• **Passage**
====================

I Am Not Ready to Hang Them Up!

By:  John Van de Vaarst

Most intercollegiate soccer officials move up the ranks to the college level because they love the game and want to remain a part of it.  The thrill of officiating the top level game with the stands full is a rush for every official that ever walked on the field.  Each and every game the officiating team has the opportunity that many only dream of having in their future.  What happens when the official has gone beyond their prime and can no longer do justice to the game?

Some officials give up officiating without a choice.  Injury, health problems, career moves all factor in to an official not being able to continue their career.  This is the hardest situation to deal with because it was not planned.  An official is on top of their game and a physician tells them that they can no longer continue because of a physical ailment is devastating.   The official was not mentally prepared to end their career and now must make a complete transition from a very active official to not working any games.  This impacts the every aspect of their life.  When this happens it is important for the official to relay on their family, friends and fellow referees with the transition.   Talking to others who may have been in the same situation may help.  Staying involved in the college game in some other capacity may also help.  Later in this article there will be some ideas on ways an official can stay involved.

====================

Object location annotation data
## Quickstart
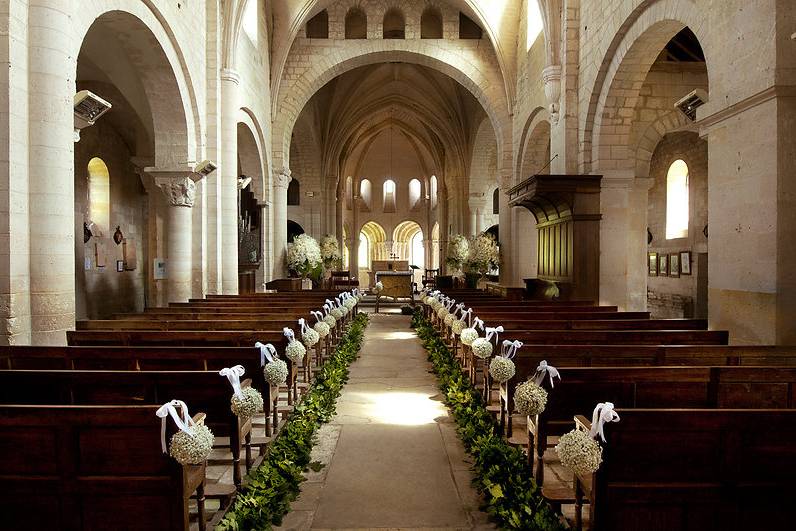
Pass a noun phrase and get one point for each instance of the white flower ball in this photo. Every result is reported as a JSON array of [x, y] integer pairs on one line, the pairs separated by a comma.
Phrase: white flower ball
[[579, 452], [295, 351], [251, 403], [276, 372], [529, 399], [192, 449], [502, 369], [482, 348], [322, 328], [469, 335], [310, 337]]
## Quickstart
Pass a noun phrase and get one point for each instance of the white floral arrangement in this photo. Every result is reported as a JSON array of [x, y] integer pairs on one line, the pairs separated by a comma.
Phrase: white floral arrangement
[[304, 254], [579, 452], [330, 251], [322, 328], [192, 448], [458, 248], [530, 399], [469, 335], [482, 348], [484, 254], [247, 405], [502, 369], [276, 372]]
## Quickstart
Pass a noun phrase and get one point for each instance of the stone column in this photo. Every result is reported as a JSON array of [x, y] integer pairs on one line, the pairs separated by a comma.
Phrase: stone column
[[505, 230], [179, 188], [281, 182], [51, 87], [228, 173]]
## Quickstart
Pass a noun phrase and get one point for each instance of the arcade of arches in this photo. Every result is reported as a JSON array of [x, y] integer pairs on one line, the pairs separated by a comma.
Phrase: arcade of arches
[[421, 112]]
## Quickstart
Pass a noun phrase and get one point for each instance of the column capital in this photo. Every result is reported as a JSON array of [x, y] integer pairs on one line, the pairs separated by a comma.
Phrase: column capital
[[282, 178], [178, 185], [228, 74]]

====================

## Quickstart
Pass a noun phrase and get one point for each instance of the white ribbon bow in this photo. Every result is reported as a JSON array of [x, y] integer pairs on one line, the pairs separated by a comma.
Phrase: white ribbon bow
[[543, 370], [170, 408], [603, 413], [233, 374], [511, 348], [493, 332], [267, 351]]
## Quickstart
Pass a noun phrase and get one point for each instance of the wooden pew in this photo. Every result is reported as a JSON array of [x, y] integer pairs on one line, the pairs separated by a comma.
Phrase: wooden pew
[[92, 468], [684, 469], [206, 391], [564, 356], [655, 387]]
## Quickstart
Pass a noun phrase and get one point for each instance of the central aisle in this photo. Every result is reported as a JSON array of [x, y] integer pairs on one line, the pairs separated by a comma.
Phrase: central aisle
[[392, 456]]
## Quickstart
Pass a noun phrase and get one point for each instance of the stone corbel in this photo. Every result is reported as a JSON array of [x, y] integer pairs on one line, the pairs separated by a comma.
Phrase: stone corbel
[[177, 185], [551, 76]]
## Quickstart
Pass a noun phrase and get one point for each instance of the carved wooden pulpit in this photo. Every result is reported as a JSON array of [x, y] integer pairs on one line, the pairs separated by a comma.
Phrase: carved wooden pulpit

====================

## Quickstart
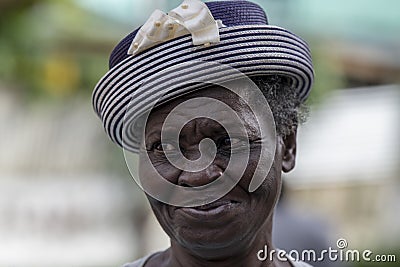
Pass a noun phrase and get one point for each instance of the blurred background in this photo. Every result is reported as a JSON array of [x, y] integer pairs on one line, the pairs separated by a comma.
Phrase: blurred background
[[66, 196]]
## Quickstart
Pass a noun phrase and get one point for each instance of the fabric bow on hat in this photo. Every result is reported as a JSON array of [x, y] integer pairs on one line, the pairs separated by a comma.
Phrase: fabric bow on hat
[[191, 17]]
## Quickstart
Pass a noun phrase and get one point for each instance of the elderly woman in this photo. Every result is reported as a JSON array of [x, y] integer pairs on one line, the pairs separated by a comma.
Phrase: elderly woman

====================

• **Required work**
1) Repeat the article on soccer officials leaving the game word for word, from start to finish.
2) List every line of the rows that contains the word "background", copying each line in full.
The article and the rows are separate, unrelated material.

• **Results for each task**
1)
I Am Not Ready to Hang Them Up!

By:  John Van de Vaarst

Most intercollegiate soccer officials move up the ranks to the college level because they love the game and want to remain a part of it.  The thrill of officiating the top level game with the stands full is a rush for every official that ever walked on the field.  Each and every game the officiating team has the opportunity that many only dream of having in their future.  What happens when the official has gone beyond their prime and can no longer do justice to the game?

Some officials give up officiating without a choice.  Injury, health problems, career moves all factor in to an official not being able to continue their career.  This is the hardest situation to deal with because it was not planned.  An official is on top of their game and a physician tells them that they can no longer continue because of a physical ailment is devastating.   The official was not mentally prepared to end their career and now must make a complete transition from a very active official to not working any games.  This impacts the every aspect of their life.  When this happens it is important for the official to relay on their family, friends and fellow referees with the transition.   Talking to others who may have been in the same situation may help.  Staying involved in the college game in some other capacity may also help.  Later in this article there will be some ideas on ways an official can stay involved.

2)
Pass a noun phrase and get one point for each instance of the blurred background in this photo. Every result is reported as a JSON array of [x, y] integer pairs on one line, the pairs separated by a comma.
Phrase: blurred background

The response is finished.